* [Tasks for this exercise]:
A: Retype the vaccine-manufacturing article from "However, the scheme" up to and including "manufacturing in Africa?".
B: What does the vaccine-manufacturing article name as the main constraints on localizing vaccine manufacturing in Africa? List every one.
C: Carry on the vaccine-manufacturing article, starting after its closing question about importing from India or buying from local companies.
### Supplied passage ###
Covid-19 vaccine plant in Africa? This is what it would take to build one
The fact that Africa is lagging so far behind on the Covid-19 vaccination compared with Europe and North America has highlighted the importance of the issue. Most African countries depend on the WHO-sponsored Covax scheme, which buys Covid-19 vaccines from manufacturers by pooling demand, thus enhancing their bargaining power. It also offers discounts for least developed countries.
However, the scheme is underfunded and competes with national authorities procuring vaccines directly from the manufacturers, and thus lacking a secure supply. Moreover, the supply shortage became worse when the Serum Institute of India, previously the main supplier to Covax, focused on domestic needs when the pandemic spread in India.
So what would actually be needed to localise vaccine manufacturing in Africa?
I argue that the main constraints are not patents but time, knowledge transfer and capital. To overcome these constraints, a broad co-operation of many partners is necessary.
What’s in place
Several companies have announced their intention to produce Covid-19 vaccines in Africa. These include Aspen in South Africa and Saidal in Algeria.
Expertise related to other types of vaccines also exists, for example, in the Institut de Pasteur de Dakar. However, most of these plants focus on the final stages of the value chain, filling vials and packaging. Across Africa, competences related to earlier stages of the value chain are very limited.
A key challenge for local manufacturers of vaccines – and drugs more generally – is competition from India. Indian companies have developed pharma competences, especially in generic medicines and vaccines, and benefit from a large domestic market.
National health services in developing economies thus face a basic dilemma: should they import pharmaceuticals from India, or should they procure from local companies that operate at higher costs?.
### Data ###
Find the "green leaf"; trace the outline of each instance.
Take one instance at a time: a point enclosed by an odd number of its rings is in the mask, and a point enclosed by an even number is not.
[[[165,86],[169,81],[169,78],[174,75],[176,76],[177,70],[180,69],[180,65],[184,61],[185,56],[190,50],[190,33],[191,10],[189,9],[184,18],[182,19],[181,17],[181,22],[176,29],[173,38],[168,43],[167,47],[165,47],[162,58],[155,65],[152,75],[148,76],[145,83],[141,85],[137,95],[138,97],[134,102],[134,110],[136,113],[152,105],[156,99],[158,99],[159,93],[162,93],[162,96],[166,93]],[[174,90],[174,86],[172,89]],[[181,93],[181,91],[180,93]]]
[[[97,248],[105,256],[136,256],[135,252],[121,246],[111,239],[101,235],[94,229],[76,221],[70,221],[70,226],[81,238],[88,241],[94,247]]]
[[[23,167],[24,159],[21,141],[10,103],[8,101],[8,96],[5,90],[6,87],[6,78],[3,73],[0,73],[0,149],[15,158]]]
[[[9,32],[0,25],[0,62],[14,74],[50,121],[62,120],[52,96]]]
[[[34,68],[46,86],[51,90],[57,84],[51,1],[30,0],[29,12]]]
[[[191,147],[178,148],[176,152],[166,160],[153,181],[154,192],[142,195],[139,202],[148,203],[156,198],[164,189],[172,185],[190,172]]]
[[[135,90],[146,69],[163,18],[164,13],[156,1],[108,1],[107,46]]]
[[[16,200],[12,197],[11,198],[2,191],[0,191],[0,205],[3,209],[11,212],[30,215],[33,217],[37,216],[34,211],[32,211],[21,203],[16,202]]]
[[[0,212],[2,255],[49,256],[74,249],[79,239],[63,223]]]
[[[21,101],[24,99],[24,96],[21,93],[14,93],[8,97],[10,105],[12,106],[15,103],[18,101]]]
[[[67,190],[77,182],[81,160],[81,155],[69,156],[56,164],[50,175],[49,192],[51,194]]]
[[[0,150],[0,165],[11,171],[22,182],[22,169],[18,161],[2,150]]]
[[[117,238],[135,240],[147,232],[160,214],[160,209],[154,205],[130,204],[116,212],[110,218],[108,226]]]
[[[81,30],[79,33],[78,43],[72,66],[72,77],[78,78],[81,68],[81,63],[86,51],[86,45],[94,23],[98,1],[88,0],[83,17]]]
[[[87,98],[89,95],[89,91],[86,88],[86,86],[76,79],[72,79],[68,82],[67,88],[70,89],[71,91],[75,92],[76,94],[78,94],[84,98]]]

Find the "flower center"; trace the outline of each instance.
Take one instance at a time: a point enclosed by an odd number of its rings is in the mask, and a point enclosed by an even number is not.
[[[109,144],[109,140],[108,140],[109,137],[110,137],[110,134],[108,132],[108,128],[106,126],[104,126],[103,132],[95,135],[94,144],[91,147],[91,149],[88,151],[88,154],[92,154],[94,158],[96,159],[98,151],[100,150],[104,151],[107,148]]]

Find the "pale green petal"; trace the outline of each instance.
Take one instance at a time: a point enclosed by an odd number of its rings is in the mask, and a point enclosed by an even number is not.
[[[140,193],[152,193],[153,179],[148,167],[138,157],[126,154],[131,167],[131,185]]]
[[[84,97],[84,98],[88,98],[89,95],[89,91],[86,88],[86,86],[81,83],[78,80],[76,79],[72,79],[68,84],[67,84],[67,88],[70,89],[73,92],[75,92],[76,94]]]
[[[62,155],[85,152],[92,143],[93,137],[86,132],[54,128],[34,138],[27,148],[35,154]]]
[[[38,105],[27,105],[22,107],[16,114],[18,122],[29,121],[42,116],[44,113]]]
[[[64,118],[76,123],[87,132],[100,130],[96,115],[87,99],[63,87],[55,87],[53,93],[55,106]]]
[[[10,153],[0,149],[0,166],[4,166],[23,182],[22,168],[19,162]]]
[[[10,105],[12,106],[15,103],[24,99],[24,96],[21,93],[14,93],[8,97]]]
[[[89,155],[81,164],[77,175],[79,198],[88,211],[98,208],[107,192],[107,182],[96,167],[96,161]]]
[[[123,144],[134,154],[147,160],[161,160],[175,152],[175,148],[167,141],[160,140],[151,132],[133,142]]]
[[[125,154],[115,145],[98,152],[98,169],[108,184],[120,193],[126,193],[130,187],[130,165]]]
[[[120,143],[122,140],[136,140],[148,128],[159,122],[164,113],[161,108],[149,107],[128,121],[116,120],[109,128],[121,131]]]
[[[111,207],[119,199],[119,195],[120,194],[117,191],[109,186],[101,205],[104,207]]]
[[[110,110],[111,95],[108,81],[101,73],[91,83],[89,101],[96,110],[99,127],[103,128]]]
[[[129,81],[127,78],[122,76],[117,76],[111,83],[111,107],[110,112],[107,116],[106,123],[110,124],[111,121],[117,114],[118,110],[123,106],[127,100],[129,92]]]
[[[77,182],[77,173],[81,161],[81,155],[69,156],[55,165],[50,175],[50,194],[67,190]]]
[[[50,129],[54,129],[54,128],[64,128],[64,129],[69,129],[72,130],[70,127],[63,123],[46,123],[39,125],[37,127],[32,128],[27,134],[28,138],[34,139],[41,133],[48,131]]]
###
* [Responses per task]:
A:
However, the scheme is underfunded and competes with national authorities procuring vaccines directly from the manufacturers, and thus lacking a secure supply. Moreover, the supply shortage became worse when the Serum Institute of India, previously the main supplier to Covax, focused on domestic needs when the pandemic spread in India.
So what would actually be needed to localise vaccine manufacturing in Africa?

B: Time, knowledge transfer and capital.

C:
As most healthcare providers operate under tight budget constraints, they typically opt for imports.
Thus, local companies in Africa would find it very challenging to be cost-competitive in the longer run when the current worldwide scarcity of Covid-19 vaccines is overcome as new plants become operational around the world.
What are the key obstacles an African vaccine hub would have to overcome?
Constraints
Time: It takes time to design and build a manufacturing plant, to obtain all the regulatory approvals, and to establish quality control processes. A particular challenge is that vaccines are living, genetic organisms, consisting of large and complex molecules that require complex biologic processes for their creation, which need to be grown organically.
Moreover, manufacturing depends on supply chains for ingredients and materials, which in this industry generally are global. Globally, supply chains for Covid-19 vaccines have been hampered by manufacturing bottlenecks, monopolised supply, patents and even export bans. In addition, national trade barriers within the region can increase the costs of sourcing critical inputs.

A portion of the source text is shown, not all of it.